*INFORMATION GIVEN*
•••••

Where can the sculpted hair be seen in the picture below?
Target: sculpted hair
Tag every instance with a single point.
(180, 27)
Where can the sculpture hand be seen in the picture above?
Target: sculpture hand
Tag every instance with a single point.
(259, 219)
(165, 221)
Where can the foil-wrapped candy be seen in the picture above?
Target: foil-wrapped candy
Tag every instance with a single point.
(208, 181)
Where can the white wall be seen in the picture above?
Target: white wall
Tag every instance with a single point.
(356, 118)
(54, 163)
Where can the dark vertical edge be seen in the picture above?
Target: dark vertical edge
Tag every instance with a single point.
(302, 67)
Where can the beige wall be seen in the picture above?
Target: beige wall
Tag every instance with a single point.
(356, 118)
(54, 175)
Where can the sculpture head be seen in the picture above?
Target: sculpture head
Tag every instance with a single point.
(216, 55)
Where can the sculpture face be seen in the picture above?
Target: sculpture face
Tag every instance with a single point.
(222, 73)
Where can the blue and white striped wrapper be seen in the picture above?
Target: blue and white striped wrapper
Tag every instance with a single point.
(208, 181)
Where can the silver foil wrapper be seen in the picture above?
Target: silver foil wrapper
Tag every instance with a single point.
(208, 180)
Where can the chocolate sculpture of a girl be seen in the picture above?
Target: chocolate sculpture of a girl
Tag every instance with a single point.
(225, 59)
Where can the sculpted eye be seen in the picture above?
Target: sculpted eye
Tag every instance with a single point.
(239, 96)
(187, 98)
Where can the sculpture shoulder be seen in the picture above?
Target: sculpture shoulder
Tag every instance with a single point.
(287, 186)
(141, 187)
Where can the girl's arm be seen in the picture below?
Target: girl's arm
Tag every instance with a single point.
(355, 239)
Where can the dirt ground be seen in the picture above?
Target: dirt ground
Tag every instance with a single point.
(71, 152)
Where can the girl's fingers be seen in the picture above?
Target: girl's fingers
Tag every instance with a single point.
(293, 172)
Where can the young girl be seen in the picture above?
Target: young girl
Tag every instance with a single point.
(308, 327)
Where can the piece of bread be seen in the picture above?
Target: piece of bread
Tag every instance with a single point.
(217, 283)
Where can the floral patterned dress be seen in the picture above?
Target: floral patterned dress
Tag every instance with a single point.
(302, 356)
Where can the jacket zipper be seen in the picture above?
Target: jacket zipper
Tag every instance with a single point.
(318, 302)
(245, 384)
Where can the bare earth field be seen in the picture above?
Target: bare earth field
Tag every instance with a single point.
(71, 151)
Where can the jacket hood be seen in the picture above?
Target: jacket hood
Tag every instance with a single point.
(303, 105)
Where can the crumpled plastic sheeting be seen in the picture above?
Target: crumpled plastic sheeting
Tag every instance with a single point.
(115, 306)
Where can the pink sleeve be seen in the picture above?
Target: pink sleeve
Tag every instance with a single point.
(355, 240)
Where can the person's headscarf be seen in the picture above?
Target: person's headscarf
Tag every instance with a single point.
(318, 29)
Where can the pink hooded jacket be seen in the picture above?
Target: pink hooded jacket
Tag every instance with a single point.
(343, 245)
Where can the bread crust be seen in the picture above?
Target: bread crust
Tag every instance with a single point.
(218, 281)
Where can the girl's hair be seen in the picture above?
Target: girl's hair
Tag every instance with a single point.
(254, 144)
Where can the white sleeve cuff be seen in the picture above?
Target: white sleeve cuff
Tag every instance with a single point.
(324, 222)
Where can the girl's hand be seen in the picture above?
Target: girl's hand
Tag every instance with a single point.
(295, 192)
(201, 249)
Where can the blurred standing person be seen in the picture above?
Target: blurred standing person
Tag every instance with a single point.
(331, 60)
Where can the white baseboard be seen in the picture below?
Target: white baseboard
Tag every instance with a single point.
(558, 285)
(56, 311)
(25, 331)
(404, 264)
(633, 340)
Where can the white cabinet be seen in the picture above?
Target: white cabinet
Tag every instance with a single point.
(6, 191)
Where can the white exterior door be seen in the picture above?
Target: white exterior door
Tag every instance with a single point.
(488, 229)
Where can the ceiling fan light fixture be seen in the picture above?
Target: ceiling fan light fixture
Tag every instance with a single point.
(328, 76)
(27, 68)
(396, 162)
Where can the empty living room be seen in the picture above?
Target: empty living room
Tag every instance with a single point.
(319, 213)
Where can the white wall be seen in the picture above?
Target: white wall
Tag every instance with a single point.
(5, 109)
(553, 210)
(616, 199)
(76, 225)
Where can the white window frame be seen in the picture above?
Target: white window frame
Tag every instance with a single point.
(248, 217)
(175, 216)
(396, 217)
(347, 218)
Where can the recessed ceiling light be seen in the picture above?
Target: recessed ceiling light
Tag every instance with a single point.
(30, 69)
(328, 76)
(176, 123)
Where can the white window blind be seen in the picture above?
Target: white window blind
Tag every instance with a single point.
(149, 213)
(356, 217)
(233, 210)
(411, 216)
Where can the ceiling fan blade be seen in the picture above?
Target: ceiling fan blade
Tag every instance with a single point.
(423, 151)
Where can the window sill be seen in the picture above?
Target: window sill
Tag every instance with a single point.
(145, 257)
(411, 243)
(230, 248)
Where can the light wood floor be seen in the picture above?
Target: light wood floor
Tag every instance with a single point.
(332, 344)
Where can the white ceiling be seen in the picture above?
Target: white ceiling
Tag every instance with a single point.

•••••

*PROMPT*
Copy every line of the material, please, keeping it exactly the same.

*FULL ANSWER*
Where can the sculpted hair be seen in the picture below?
Target: sculpted hair
Tag every instance with a single point.
(180, 27)
Where can the sculpture hand be seen in the picture above?
Target: sculpture hand
Tag every instance with a single point.
(259, 219)
(165, 221)
Where can the foil-wrapped candy be seen in the picture above?
Target: foil-wrapped candy
Tag every instance with a single point.
(208, 181)
Where can the white wall be seen in the picture above?
Target: white wall
Tag every instance with a single point.
(356, 118)
(54, 163)
Where can the dark vertical edge be seen in the picture above?
Target: dark vertical edge
Tag every instance with a single point.
(302, 67)
Where can the beige wall be seen in the picture above?
Target: beige wall
Tag every instance with a single point.
(356, 118)
(54, 175)
Where can the sculpture head be seen in the picture above?
Target: sculpture head
Tag every instance with a single point.
(216, 55)
Where can the sculpture face be seen in the picture above?
Target: sculpture face
Tag every instance with a single point.
(222, 73)
Where can the blue and white striped wrapper be seen in the picture above?
Target: blue and white striped wrapper
Tag every instance with a single point.
(208, 181)
Where can the silver foil wrapper be seen in the picture above?
Target: silver foil wrapper
Tag every instance with a single point.
(208, 180)
Where can the chocolate sculpture of a girl be seen in the picture above?
Target: chocolate sculpture of a girl
Tag every instance with a single point.
(225, 59)
Where can the sculpted eye be seen in the picture above?
Target: sculpted eye
Tag every instance with a single point.
(239, 96)
(187, 98)
Where can the sculpture shoulder be seen in the picture above?
Target: sculpture shoulder
Tag every instance with a single point.
(287, 186)
(141, 187)
Where can the girl's arm be seen in the picture below?
Target: girl's arm
Tag every instance with a single point.
(355, 239)
Where can the dirt ground be seen in the picture above?
Target: dirt ground
Tag every instance with a single point.
(71, 152)
Where can the girl's fingers be seen in the picture above?
Target: girl's fingers
Tag every instance with a single point.
(293, 172)
Where can the young girl be seen in the picture above?
Target: young girl
Tag every instance with a single point.
(308, 327)
Where can the piece of bread be seen in the picture above?
Target: piece of bread
Tag every instance with a single point.
(217, 283)
Where can the floral patterned dress be seen in the picture above?
Target: floral patterned dress
Tag every instance with a single point.
(302, 356)
Where can the jacket zipper be seen in the picture above?
Target: jacket zipper
Tag every instance with a single point.
(318, 302)
(245, 384)
Where can the bare earth field be seen in the picture above?
Target: bare earth field
Tag every instance with a single point.
(71, 151)
Where can the jacket hood be seen in the picture above?
Target: jacket hood
Tag every instance with a single point.
(303, 105)
Where can the crumpled plastic sheeting be seen in the picture above?
Target: crumpled plastic sheeting
Tag every instance with a single point.
(115, 306)
Where can the pink sleeve be seen in the picture above?
Target: pink sleeve
Tag every instance with a single point.
(355, 240)
Where can the person's headscarf be seen in the picture above?
Target: person's headscarf
Tag every instance with a single point.
(318, 29)
Where can the pink hooded jacket be seen in the picture above?
Target: pink hooded jacket
Tag every instance with a single point.
(343, 245)
Where can the bread crust be seen in the picture above?
Target: bread crust
Tag every instance with a single point.
(218, 281)
Where can the girl's hair be seen in the picture above?
Target: girl's hair
Tag every instance with a single point.
(254, 144)
Where can the white sleeve cuff be seen in the picture above?
Target: white sleeve cuff
Tag every instance with a single point.
(324, 222)
Where can the girl's hand be seen in the picture above?
Target: girl's hand
Tag every instance with a single point.
(295, 192)
(201, 249)
Where can the blurred standing person be seen in the picture above?
Target: blurred standing person
Tag every instance with a single point.
(331, 60)
Where can the white baseboard be seen in the picture below?
Target: white baseboard
Tag every instance with a single point.
(558, 285)
(56, 311)
(25, 331)
(404, 264)
(633, 340)
Where can the white cabinet be seen in the picture above?
Target: white cabinet
Tag every instance with a single point.
(6, 191)
Where can the white exterior door be seen in the picture above?
Target: white exterior door
Tag every instance with a single point.
(488, 229)
Where can the ceiling fan light fixture be seen in the picture above?
Target: ceiling fan light fixture
Tag every instance with a single point.
(328, 76)
(27, 68)
(396, 162)
Where can the empty living room be seen in the picture above?
Target: empty living room
Tag every instance with a single point.
(319, 213)
Where can the white wall be seen in the picture above?
Target: white wall
Tag every instance with a single point.
(5, 109)
(553, 210)
(616, 199)
(76, 225)
Where can the white window frame be seen in the picture above?
Target: white window frame
Tag every instance with a single point.
(248, 217)
(175, 216)
(396, 217)
(347, 218)
Where can the recessed ceiling light be seen in the picture above?
Target: recessed ceiling light
Tag every instance with a single point.
(30, 69)
(328, 76)
(176, 123)
Where can the white window blind be seen in the picture above?
Target: white window blind
Tag every instance with a single point.
(149, 213)
(356, 217)
(233, 210)
(411, 216)
Where can the ceiling fan blade be seen in the picture above?
Target: ceiling fan blade
Tag every instance with a single point.
(423, 151)
Where can the window sill be seen in the picture above?
Target: window sill
Tag every instance with a single point.
(145, 257)
(411, 243)
(230, 248)
Where can the light wood floor be seen in the picture above?
Target: light wood floor
Tag every instance with a single point.
(332, 344)
Where can the white ceiling be seen in the picture above?
Target: white ceiling
Tag every instance with a single point.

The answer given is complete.